— start STORED RECORDS —
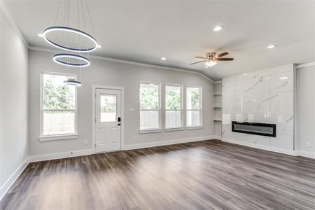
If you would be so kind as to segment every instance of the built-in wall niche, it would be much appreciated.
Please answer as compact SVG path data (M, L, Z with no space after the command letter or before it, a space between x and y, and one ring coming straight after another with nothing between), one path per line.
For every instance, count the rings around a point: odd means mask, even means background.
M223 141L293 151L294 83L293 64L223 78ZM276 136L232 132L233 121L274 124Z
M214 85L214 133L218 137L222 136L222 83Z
— end STORED RECORDS —
— start STORED RECORDS —
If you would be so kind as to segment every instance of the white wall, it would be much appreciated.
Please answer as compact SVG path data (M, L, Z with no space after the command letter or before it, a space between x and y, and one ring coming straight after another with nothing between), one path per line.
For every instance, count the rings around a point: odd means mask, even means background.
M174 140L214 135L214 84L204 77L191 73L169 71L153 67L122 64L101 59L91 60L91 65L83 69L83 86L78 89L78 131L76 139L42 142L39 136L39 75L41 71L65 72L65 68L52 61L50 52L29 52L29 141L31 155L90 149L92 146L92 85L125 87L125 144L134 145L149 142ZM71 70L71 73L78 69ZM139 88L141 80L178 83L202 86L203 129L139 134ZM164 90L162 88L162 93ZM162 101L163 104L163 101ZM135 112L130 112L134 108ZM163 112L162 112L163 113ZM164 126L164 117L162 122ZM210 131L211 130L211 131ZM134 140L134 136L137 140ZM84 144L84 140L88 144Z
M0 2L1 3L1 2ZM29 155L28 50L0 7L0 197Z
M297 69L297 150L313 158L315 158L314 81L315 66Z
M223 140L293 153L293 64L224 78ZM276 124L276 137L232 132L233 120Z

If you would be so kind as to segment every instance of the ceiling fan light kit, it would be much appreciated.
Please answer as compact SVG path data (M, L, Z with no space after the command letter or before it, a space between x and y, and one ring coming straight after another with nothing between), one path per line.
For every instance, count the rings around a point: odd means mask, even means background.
— end STORED RECORDS —
- **STATED PROBLEM**
Count the lines of the data above that contain the word "segment", and give only the number.

- **IN RESPONSE**
3